- [Point-per-instance localization data]
_ _ _ _

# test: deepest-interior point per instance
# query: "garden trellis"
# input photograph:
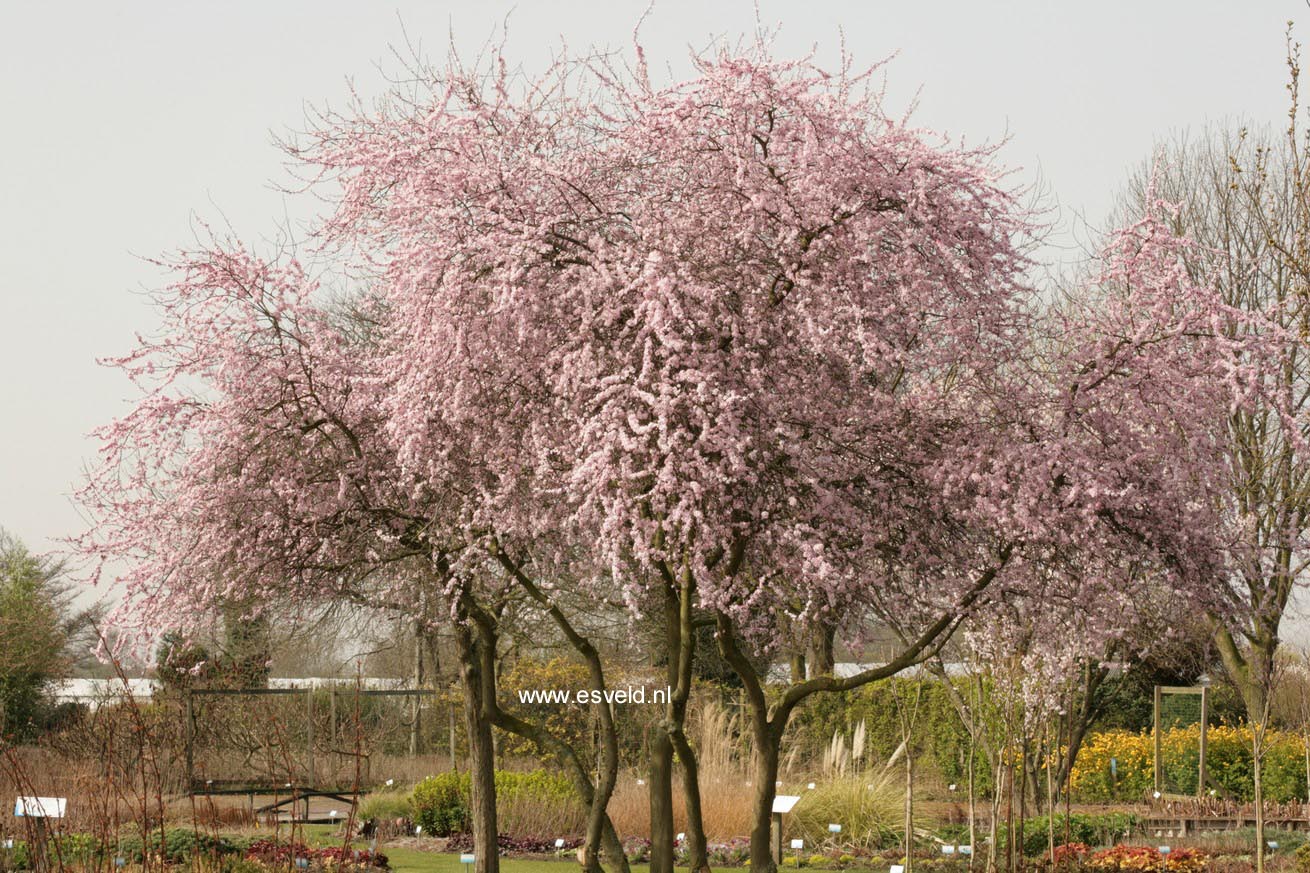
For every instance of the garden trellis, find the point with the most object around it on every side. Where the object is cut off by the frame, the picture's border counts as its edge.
(1179, 707)
(253, 739)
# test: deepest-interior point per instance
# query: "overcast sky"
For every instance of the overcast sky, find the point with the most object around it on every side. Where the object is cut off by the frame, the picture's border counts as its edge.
(122, 123)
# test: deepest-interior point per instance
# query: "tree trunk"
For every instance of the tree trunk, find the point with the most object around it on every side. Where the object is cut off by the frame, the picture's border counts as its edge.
(662, 800)
(415, 700)
(680, 641)
(909, 810)
(765, 789)
(972, 802)
(1256, 768)
(477, 673)
(822, 654)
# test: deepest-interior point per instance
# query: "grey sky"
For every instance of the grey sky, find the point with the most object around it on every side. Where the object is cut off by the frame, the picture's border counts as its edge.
(122, 122)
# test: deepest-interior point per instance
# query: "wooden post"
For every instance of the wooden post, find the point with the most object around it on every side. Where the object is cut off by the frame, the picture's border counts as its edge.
(1205, 717)
(1156, 741)
(189, 716)
(777, 838)
(455, 762)
(309, 737)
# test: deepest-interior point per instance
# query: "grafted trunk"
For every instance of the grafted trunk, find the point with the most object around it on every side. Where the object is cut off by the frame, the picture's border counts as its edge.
(660, 780)
(822, 652)
(600, 834)
(765, 789)
(477, 674)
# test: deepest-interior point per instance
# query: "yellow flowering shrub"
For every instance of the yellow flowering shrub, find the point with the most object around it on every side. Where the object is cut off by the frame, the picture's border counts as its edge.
(1229, 763)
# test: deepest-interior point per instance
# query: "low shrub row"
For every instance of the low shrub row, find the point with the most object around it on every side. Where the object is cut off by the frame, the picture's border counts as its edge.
(529, 804)
(180, 846)
(1118, 764)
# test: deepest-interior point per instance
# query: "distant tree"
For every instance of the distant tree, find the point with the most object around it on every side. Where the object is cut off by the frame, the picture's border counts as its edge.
(37, 625)
(181, 662)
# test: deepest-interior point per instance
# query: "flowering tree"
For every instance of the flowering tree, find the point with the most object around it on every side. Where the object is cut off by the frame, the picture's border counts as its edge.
(744, 348)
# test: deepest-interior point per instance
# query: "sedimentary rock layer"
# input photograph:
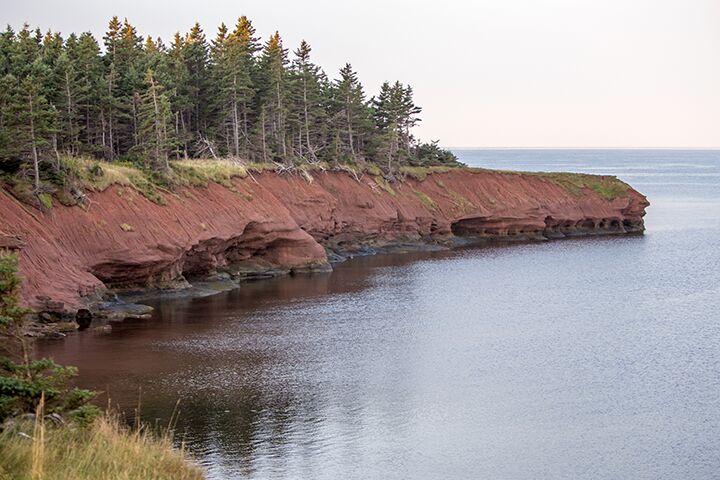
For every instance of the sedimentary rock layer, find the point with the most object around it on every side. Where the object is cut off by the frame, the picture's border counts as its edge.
(284, 223)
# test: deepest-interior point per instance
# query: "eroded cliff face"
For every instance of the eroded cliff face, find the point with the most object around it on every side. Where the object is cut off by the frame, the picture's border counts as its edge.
(284, 223)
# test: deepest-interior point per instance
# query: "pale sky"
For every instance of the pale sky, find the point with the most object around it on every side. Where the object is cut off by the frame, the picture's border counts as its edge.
(488, 73)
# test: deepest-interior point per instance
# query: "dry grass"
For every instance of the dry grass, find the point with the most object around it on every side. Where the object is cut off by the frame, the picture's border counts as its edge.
(202, 172)
(103, 450)
(421, 173)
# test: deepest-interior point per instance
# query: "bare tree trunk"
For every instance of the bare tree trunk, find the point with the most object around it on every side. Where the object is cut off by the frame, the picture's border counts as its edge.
(263, 135)
(307, 120)
(349, 121)
(69, 114)
(36, 161)
(236, 122)
(110, 121)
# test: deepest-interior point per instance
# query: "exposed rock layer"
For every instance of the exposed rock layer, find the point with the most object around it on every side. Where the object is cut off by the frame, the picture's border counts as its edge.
(285, 223)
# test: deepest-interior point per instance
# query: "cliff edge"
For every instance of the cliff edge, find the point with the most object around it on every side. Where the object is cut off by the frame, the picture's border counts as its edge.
(283, 223)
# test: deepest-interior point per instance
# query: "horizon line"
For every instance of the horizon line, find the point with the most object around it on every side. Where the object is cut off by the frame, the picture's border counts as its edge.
(579, 148)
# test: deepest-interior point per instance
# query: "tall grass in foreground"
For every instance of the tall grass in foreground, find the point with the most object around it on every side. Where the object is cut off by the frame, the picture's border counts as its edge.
(103, 450)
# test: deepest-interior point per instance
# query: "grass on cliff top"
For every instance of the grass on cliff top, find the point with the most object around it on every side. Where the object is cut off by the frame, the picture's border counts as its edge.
(104, 449)
(608, 187)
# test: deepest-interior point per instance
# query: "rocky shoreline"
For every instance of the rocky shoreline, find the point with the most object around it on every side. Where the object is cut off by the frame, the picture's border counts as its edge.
(76, 259)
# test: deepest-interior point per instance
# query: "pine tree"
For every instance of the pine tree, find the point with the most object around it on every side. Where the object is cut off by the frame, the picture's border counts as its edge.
(273, 96)
(351, 113)
(196, 58)
(30, 122)
(307, 110)
(155, 123)
(229, 97)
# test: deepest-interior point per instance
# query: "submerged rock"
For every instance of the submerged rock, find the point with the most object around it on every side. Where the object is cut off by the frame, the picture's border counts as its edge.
(285, 224)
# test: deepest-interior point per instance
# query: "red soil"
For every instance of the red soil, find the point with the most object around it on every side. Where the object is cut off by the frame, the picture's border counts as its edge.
(283, 223)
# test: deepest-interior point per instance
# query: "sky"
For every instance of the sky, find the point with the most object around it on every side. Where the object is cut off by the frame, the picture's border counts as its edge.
(488, 73)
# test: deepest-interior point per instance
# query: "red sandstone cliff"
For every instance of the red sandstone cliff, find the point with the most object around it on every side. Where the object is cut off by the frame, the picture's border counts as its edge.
(284, 222)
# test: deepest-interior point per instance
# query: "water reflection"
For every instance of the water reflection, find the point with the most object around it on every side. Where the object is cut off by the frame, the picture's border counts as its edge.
(588, 358)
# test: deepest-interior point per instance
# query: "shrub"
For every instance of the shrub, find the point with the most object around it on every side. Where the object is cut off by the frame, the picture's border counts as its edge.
(23, 380)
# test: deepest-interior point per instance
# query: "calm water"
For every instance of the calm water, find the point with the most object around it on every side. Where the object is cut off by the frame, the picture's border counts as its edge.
(578, 359)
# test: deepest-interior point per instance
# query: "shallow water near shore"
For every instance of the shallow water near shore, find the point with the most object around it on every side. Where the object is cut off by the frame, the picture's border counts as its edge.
(594, 358)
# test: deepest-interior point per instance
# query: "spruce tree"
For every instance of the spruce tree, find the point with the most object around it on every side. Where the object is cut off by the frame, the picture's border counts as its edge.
(307, 107)
(155, 123)
(273, 97)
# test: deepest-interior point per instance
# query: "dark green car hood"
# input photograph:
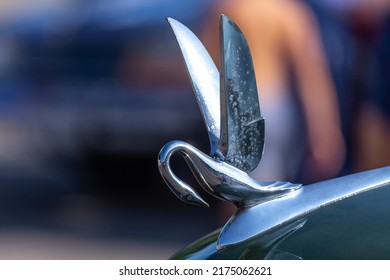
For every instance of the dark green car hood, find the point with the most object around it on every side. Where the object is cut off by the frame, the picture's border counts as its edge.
(355, 228)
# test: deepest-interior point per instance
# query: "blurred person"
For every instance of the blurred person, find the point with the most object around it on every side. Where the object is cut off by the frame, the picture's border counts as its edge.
(284, 42)
(369, 22)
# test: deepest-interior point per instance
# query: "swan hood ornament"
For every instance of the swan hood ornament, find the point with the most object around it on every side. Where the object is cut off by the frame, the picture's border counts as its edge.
(228, 101)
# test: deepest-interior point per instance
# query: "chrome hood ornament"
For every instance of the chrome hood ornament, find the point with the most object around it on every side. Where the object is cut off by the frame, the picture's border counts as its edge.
(230, 108)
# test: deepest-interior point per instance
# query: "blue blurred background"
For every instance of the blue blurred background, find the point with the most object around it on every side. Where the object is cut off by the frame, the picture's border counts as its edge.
(91, 90)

_ _ _ _

- [ABOUT THIS EXERCISE] Every entry should be written out word for word, except for its pictures.

- [RESPONSE TO THIS EXERCISE]
# test: deepest-interior point per instance
# query: "garden trellis"
# input photograph:
For every instance of the garden trellis, find the point with the most object around it on every side. Where the object is cut off by the frame, the picture's border counts as its edge.
(1179, 707)
(253, 739)
# test: deepest-interior point per instance
# query: "overcast sky"
For every instance of the overcast sky, find the point with the most object around it on every side. Where the object is cut off by the frame, the picture's border counts as its edge.
(122, 123)
# test: deepest-interior point per instance
# query: "tree trunk"
For every instance of the tree trunk, find the point with the most object around it on every side. Where the object is cut off by the frame, the picture's border counts as its edge.
(662, 800)
(415, 700)
(680, 641)
(909, 810)
(765, 789)
(972, 802)
(1256, 768)
(477, 673)
(822, 654)
# test: deepest-interior point per instance
# query: "grey sky"
For every instance of the grey sky, find the point with the most object around it on every side. Where the object is cut off by the frame, the picture's border counts as its edge.
(122, 122)
# test: deepest-interior point per instance
# query: "wooden post"
For every instance of the wooden post, find the point with the most object around it on every side. Where the object is cut off by the frame, the picture's border counts as its edge.
(1205, 717)
(1156, 741)
(189, 716)
(777, 838)
(455, 762)
(309, 737)
# test: deepest-interior point per instance
# query: "grafted trunk"
For every instance of the grafted trunk, find the point with the most object around it on every side. Where the object is cut off by the frame, the picture's border counts as its edge.
(660, 780)
(822, 652)
(600, 834)
(765, 789)
(477, 674)
# test: deepest-interior point per instance
# query: "yellow flowering shrub"
For every instance of the yellow flowering shrub, find the point with the most object around it on every side. Where the object is cut off by the frame, the picture's border counts as its edge.
(1229, 763)
# test: deepest-interior point per instance
# query: "low shrub row"
For every instance of the low shrub row, find the point with the most object around it on every side. Where the object is cut off by the frame, the picture's border counts as its edge.
(529, 804)
(180, 846)
(1118, 764)
# test: deepest-interior point per instance
# query: "distant tree"
For every instance of the distant tree, find the point with the most object around it on every side. Where the object is cut off by the frame, the picture's border counts as its edge.
(37, 625)
(181, 662)
# test: deepest-interior point per instance
# query: "flowering tree"
For every instance of the flowering tree, find the point with the most object around it on every side. Where the object is cut off by the frame, the picture's border counts as its edge.
(744, 348)
# test: deepest-interior point per instance
# query: "sedimentary rock layer"
# input photograph:
For every instance of the sedimentary rock layer, find the point with the most object around it on every side. Where the object is cut off by the frame, the picture's border counts as its edge.
(284, 223)
# test: deepest-interior point per instance
# query: "eroded cliff face"
For every instance of the eroded cliff face, find the point with the most object around it on every side. Where the object is cut off by the frame, the picture's border counts as its edge.
(284, 223)
# test: deepest-interior point per instance
# query: "pale sky"
For every instance of the pale sky, find the point with the most object around it on every side. Where the object is cut off by the frame, the picture's border counts as its edge.
(488, 73)
# test: deepest-interior point per instance
# query: "dry grass"
For every instance of the dry grass, find the point with the most object around it on every side. Where the object is cut off by the frame, the picture's border counts as its edge.
(202, 172)
(103, 450)
(421, 173)
# test: deepest-interior point per instance
# query: "bare tree trunk"
For every instance of the bare tree trunk, find the point with the most object around it on every side. Where the object is cut off by the frame, the picture's border counts as its edge.
(263, 135)
(307, 120)
(349, 121)
(69, 114)
(36, 161)
(236, 122)
(110, 121)
# test: deepest-interior point per instance
# query: "exposed rock layer"
For every instance of the exposed rock layer, find the point with the most object around it on every side. Where the object is cut off by the frame, the picture's border counts as its edge.
(285, 223)
# test: deepest-interior point per instance
# query: "cliff edge"
For every instance of the cliff edge, find the point with the most object around it on every side. Where the object is cut off by the frame, the picture's border counts as its edge.
(283, 223)
# test: deepest-interior point per instance
# query: "horizon line"
For every instance of the horizon line, find the point with the most object around it on every side. Where the object is cut off by the frame, the picture's border counts as its edge.
(579, 148)
# test: deepest-interior point per instance
# query: "tall grass in foreground"
For every instance of the tall grass in foreground, find the point with the most object around it on every side. Where the object is cut off by the frame, the picture's border counts as its edge.
(103, 450)
# test: deepest-interior point per instance
# query: "grass on cliff top"
For every instance of the grass on cliff top, find the point with the most object around it on every side. Where the object is cut off by the frame, the picture's border counts as its edge.
(104, 449)
(608, 187)
# test: deepest-interior point per instance
# query: "rocky shoreline"
For every instance of the rocky shoreline, find the point with the most object around it on every side. Where the object is cut off by the frame, the picture's border counts as its edge.
(76, 259)
# test: deepest-interior point per instance
# query: "pine tree"
For every instance of the pine tree, find the point with the most object around it on every side. Where the object is cut off by the frame, the picture's border counts as its edge.
(273, 96)
(351, 113)
(196, 58)
(30, 122)
(307, 110)
(155, 123)
(229, 97)
# test: deepest-interior point per instance
# query: "submerged rock"
For every instance of the submerged rock, find the point with the most object around it on every side. Where the object is cut off by the frame, the picture's border counts as its edge.
(285, 224)
# test: deepest-interior point per instance
# query: "red soil"
For every instance of the red soil, find the point with the most object around it on every side. Where the object is cut off by the frame, the picture's border counts as its edge.
(283, 223)
# test: deepest-interior point per instance
# query: "sky"
For every instance of the sky, find the point with the most object around it on every side. Where the object is cut off by the frame, the picture's border counts as its edge.
(488, 73)
# test: deepest-interior point per instance
# query: "red sandstone cliff"
For every instance of the red sandstone cliff, find the point with the most object around it on every side. Where the object is cut off by the frame, the picture's border counts as its edge.
(284, 222)
# test: deepest-interior point per instance
# query: "water reflection"
For every instance of the water reflection, find the point with the most object around it on every side. Where the object is cut off by the frame, the picture's border counts as its edge.
(588, 358)
# test: deepest-interior point per instance
# query: "shrub"
For every instance of the shrub, find the point with the most object around it on every side. Where the object is cut off by the frame, the picture's border counts as its edge.
(23, 380)
# test: deepest-interior point per instance
# query: "calm water"
For every instance of the calm water, find the point with the most object around it on every side. Where the object is cut off by the frame, the picture's border counts as its edge.
(578, 359)
# test: deepest-interior point per instance
# query: "shallow water near shore"
For every instance of the shallow water near shore, find the point with the most object around it on every side. Where the object is cut off by the frame, the picture's border counts as its edge.
(594, 358)
# test: deepest-interior point per instance
# query: "spruce tree"
For every instance of the spruce tree, find the point with the most object around it on every side. Where the object is cut off by the frame, the picture's border counts as its edge.
(307, 107)
(155, 123)
(273, 97)
# test: deepest-interior point per instance
# query: "dark green car hood"
# input photograph:
For every instance of the dark green car hood, find the point with the most object around it on every side. Where the object is cut off by the frame, the picture's border counts as its edge.
(355, 228)
# test: deepest-interior point per instance
# query: "blurred person"
For every instance of the blurred person, find the point with the most object around it on every side. Where the object is cut off by the frame, the picture's border counts as its edge.
(284, 42)
(369, 22)
# test: deepest-interior point per instance
# query: "swan hood ornament"
For every instance of the swan hood ornament, find the point with the most object around it on every side. Where the object is cut off by the frame, the picture's border counts as its edge.
(228, 101)
# test: deepest-interior point per instance
# query: "chrome hood ornament"
For every instance of the chrome hood ornament, find the point with the most object around it on every side. Where the object is cut off by the frame, the picture's border counts as its edge.
(230, 108)
# test: deepest-interior point per instance
# query: "blue blurred background"
For every instance of the blue blurred background, find the point with the most object around it on every side. Where the object is cut off by the frame, the picture's border counts as its edge.
(91, 90)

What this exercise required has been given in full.